Every record must be repeated exactly, with no omission.

Natural language region descriptions:
══════════

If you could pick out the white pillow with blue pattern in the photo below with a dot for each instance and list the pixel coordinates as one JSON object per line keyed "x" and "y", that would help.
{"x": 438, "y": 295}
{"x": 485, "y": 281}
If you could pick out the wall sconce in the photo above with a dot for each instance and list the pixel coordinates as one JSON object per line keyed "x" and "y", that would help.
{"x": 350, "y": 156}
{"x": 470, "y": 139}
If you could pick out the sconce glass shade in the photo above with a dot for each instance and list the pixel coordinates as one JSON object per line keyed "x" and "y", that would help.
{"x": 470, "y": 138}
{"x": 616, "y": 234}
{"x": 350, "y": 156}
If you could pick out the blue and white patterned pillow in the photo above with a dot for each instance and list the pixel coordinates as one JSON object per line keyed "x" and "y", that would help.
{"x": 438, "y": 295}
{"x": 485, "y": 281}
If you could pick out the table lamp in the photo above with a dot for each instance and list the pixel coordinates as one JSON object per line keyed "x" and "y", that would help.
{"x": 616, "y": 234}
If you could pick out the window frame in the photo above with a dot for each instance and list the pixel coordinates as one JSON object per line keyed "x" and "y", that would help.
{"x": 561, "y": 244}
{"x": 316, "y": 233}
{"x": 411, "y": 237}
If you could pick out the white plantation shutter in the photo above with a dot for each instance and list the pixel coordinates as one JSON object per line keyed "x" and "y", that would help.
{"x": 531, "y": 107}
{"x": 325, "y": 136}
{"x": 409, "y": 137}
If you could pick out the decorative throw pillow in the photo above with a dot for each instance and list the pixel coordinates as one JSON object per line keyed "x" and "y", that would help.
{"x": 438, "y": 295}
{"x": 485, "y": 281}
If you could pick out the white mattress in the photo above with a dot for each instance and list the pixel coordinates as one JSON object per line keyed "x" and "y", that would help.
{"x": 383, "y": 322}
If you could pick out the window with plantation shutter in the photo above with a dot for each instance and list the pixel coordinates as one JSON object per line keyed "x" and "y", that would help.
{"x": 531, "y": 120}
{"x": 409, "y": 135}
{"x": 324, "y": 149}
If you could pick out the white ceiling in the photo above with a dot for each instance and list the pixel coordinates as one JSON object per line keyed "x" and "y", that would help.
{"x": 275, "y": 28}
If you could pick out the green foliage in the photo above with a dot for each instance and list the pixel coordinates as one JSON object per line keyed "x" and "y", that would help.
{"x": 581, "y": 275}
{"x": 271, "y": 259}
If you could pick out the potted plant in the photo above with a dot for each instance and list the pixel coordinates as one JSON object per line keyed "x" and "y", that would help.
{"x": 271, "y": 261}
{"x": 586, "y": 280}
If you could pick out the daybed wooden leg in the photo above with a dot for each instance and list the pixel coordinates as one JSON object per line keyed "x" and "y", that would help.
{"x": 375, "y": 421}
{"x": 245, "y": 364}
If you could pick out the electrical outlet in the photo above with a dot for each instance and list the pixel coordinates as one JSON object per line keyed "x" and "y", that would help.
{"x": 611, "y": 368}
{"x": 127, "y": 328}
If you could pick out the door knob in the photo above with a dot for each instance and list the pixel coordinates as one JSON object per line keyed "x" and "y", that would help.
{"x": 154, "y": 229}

══════════

● RESULT OF THIS TASK:
If you could pick out the white pillow with blue pattern in the photo below with a dot for each instance and list the pixel coordinates as one JSON object per line keyed "x" and "y", that would help.
{"x": 438, "y": 295}
{"x": 485, "y": 281}
If you could pick out the wall sconce in the photo above with a dot for each instance and list the pixel coordinates as one JSON object per line keyed "x" and "y", that would help.
{"x": 350, "y": 156}
{"x": 470, "y": 139}
If you could pick out the sconce glass shade in the photo above with a dot for each instance and list the pixel coordinates as one JSON object per line keyed "x" and "y", that would help.
{"x": 470, "y": 138}
{"x": 616, "y": 234}
{"x": 350, "y": 156}
If you could pick out the blue and white patterned pillow in the photo above with a dot for each instance and list the pixel coordinates as one JSON object per line keyed "x" and "y", that would help.
{"x": 438, "y": 295}
{"x": 485, "y": 281}
If you could pick out the table lamp in the photo above with a dot for each instance and list the pixel coordinates as one JSON object per line keyed "x" and "y", that would help.
{"x": 616, "y": 234}
If you could pick out the window frame in the photo above with a dot for each instance and list the pixel coordinates as one JSON object per line keyed "x" and "y", that would help.
{"x": 561, "y": 244}
{"x": 316, "y": 233}
{"x": 411, "y": 237}
If you could pick out the white plantation shutter in the photo above with a dot for each instance and list the pixel coordinates as one JSON object per line keyed "x" and "y", that would help.
{"x": 531, "y": 107}
{"x": 325, "y": 136}
{"x": 409, "y": 137}
If you could pick out the decorative throw pillow in the photo above with a dot for each instance and list the pixel coordinates as one JSON object per line keyed "x" and "y", that would help.
{"x": 438, "y": 295}
{"x": 485, "y": 281}
If you could pick out the white mattress in the photo above with a dot for each instance and list the pixel coordinates as one JSON object per line keyed "x" and "y", that would help.
{"x": 383, "y": 322}
If you could pick out the window with plantation shutter in the photo above with a dot for each instance and list the pixel coordinates as one JSON object per line keyed "x" and "y", that would help.
{"x": 531, "y": 120}
{"x": 409, "y": 135}
{"x": 324, "y": 149}
If you could pick out the white ceiling in the photo above with a dot for each instance and list the pixel coordinates as one JSON object per line keyed "x" and "y", that would help.
{"x": 275, "y": 28}
If you could pick out the green foliage in the photo above with a dot for each instance and list the pixel coordinates as one JSON object per line keyed "x" and "y", that would help.
{"x": 581, "y": 275}
{"x": 271, "y": 259}
If you could pick out the potted plant in the photo above with a dot for each instance and list the pixel coordinates as one JSON object per line keyed "x" and "y", that would help.
{"x": 271, "y": 261}
{"x": 586, "y": 280}
If you could pick out the daybed wooden leg in the photo above with a dot for each instance and list the pixel coordinates as one JSON object per line keyed "x" and "y", that would help.
{"x": 375, "y": 421}
{"x": 245, "y": 364}
If you could pick out the electrical outlet in the photo above with a dot for each instance and list the pixel coordinates as one JSON object per line keyed "x" and "y", that would help.
{"x": 611, "y": 368}
{"x": 127, "y": 328}
If you could pick out the door knob in the photo above with a dot for each instance and list the pixel coordinates as one JSON object per line keyed "x" and "y", that would help.
{"x": 154, "y": 229}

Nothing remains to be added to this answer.